[Items from a dataset]
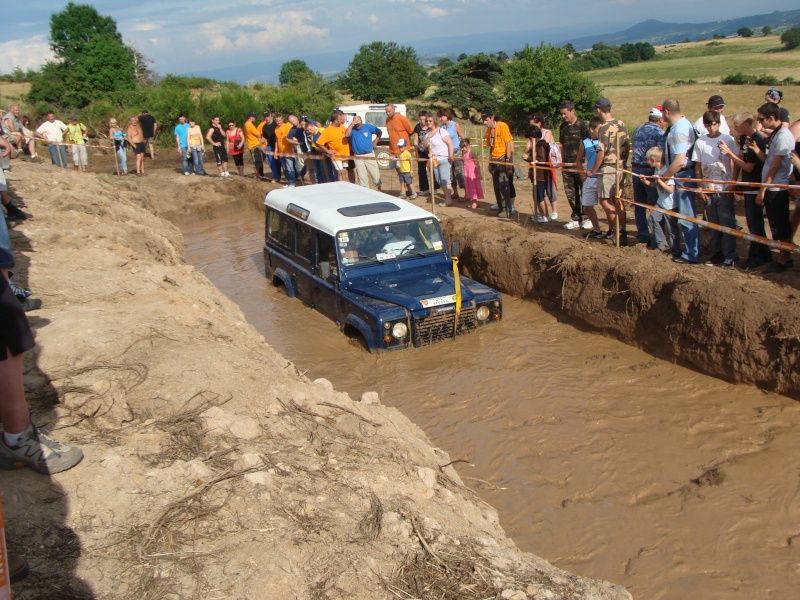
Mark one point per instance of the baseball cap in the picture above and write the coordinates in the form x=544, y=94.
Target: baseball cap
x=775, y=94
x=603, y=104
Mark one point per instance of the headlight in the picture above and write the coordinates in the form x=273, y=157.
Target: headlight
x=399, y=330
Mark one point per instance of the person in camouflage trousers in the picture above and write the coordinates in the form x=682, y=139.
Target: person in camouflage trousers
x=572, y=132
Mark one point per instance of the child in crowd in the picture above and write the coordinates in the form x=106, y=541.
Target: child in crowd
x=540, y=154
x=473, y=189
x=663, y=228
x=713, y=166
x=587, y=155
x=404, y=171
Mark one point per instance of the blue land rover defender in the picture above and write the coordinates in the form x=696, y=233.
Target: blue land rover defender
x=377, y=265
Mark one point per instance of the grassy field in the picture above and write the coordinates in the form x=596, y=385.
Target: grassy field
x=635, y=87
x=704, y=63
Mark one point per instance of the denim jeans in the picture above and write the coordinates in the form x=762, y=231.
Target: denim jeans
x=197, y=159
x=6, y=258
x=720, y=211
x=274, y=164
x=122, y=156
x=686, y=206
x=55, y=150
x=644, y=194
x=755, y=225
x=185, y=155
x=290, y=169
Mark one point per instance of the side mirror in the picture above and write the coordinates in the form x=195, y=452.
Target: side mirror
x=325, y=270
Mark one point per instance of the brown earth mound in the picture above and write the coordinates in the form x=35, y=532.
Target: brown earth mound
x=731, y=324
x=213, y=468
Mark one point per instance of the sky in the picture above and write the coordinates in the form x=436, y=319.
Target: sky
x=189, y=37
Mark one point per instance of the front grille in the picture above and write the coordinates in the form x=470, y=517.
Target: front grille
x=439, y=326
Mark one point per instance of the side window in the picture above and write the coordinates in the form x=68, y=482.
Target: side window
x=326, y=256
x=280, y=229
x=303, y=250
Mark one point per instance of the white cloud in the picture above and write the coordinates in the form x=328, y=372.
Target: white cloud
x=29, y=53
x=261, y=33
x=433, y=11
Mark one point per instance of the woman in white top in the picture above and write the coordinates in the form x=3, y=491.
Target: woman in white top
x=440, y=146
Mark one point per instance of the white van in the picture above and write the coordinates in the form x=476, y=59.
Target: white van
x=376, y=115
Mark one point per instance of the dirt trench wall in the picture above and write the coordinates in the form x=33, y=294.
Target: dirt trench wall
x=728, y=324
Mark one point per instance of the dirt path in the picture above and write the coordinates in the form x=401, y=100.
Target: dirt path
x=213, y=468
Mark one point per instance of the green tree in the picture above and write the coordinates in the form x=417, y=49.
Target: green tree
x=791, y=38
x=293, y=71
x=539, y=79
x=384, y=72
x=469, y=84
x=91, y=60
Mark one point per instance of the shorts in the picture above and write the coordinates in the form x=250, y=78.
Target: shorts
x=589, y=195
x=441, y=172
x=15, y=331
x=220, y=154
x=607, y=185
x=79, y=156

...

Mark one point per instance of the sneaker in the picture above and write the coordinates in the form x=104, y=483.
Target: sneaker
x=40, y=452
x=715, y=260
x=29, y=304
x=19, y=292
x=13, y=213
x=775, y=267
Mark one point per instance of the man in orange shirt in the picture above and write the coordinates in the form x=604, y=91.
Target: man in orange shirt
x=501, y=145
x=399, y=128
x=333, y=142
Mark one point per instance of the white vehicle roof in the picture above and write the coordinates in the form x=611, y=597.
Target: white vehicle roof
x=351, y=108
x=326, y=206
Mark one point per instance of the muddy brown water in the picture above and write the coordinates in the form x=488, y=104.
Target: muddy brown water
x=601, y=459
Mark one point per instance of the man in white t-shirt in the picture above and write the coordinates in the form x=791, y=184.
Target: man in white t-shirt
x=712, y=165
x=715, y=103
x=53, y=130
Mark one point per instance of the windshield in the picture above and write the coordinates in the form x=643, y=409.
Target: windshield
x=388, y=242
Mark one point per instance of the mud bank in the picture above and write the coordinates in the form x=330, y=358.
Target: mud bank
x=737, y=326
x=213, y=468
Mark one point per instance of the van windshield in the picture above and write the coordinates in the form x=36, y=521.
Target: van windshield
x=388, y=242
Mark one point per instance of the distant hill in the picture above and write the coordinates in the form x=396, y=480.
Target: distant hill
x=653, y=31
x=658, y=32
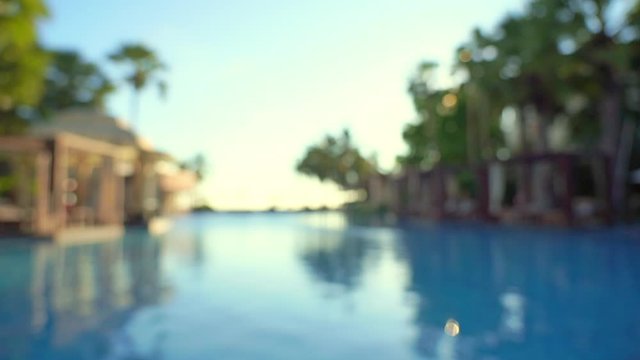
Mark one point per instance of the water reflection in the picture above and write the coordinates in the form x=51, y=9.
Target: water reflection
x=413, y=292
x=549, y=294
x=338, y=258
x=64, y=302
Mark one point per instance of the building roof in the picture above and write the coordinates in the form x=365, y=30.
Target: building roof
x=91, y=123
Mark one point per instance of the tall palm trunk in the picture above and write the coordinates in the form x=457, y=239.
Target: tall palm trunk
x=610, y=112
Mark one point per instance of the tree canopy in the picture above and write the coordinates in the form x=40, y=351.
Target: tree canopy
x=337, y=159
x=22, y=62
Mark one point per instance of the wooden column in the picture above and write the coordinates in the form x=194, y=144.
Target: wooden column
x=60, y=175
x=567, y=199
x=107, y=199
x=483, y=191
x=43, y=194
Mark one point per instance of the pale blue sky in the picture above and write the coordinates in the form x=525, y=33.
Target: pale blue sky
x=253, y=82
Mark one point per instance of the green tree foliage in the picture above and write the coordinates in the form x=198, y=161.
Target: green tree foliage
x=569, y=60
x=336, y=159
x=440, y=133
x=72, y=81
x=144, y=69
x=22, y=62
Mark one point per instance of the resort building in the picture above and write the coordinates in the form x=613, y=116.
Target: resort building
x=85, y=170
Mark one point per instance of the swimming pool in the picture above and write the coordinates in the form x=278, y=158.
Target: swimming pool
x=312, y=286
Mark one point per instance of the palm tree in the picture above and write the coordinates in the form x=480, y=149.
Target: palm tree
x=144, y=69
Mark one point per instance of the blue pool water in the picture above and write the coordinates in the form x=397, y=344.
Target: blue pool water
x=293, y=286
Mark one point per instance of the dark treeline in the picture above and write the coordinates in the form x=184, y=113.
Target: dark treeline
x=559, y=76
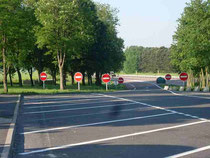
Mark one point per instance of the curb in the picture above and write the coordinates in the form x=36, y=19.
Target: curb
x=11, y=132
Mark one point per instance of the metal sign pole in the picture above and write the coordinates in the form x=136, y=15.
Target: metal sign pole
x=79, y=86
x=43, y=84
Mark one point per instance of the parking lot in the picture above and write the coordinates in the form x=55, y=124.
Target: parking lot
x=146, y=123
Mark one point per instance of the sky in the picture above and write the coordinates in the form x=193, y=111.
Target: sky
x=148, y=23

---

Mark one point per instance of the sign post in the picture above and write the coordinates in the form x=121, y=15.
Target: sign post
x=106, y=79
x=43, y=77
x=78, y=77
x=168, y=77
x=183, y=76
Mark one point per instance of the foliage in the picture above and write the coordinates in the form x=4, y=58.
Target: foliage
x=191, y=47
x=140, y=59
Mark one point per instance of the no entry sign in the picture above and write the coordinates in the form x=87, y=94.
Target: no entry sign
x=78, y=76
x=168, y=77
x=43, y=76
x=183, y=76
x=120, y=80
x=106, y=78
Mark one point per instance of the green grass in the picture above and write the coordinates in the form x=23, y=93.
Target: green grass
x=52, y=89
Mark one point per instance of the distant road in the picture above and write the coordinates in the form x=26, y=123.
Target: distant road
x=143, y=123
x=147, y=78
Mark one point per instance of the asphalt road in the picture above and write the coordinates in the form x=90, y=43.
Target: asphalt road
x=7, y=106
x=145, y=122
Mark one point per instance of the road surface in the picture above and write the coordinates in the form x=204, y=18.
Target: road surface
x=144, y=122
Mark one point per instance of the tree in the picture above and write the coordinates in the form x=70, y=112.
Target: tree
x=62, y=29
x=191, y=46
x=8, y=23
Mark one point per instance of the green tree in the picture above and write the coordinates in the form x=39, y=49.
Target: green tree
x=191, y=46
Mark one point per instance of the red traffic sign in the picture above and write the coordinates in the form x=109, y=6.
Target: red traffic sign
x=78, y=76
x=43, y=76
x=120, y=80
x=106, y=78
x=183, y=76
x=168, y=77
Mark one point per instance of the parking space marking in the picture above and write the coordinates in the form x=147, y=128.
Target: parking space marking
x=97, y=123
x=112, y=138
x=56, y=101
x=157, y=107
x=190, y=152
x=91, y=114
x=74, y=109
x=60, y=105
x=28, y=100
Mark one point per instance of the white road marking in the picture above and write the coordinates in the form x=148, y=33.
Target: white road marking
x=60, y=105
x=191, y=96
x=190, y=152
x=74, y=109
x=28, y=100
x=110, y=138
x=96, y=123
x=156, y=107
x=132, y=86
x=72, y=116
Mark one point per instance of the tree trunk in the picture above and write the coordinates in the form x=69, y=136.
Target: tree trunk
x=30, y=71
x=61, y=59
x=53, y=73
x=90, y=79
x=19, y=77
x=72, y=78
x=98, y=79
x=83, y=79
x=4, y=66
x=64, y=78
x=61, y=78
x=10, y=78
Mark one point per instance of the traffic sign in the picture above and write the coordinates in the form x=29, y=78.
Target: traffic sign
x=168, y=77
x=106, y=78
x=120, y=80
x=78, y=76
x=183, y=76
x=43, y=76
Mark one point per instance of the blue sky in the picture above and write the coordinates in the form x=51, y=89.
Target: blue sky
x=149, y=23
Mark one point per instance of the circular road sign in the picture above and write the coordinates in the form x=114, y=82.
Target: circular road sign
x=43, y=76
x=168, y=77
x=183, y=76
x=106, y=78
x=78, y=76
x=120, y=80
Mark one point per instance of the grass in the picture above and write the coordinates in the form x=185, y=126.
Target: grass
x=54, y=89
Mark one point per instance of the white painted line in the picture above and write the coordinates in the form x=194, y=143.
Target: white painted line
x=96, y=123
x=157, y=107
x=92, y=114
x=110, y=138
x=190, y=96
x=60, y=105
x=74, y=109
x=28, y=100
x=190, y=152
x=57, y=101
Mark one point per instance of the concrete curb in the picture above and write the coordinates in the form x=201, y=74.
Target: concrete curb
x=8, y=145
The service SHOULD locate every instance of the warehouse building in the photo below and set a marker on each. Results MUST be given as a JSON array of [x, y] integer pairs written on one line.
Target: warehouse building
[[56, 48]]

Instruction: Find each line in the records above that contains the word "muddy" and copy those lines.

Answer in full:
Mark one point per instance of the muddy brown water in the picture above and write the coordinates in the form x=488, y=104.
Target: muddy brown water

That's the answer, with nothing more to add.